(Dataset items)
╔══

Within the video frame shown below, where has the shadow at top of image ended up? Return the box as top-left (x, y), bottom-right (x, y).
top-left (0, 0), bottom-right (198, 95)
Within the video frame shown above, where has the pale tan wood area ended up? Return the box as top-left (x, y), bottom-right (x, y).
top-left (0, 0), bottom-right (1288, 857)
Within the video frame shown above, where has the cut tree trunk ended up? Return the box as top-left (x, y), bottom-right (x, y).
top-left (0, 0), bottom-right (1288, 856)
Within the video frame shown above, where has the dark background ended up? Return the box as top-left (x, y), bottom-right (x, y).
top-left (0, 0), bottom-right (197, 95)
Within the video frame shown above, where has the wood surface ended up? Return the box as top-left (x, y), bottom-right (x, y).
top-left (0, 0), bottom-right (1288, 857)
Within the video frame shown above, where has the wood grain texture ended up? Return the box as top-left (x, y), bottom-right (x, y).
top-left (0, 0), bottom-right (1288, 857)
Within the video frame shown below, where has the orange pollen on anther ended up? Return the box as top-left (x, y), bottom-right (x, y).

╚══

- **Aim**: Tally the lines in the records above that contain the string "below", treating uppercase and lowercase as different. Reply with the number alone.

- **Exercise output**: 2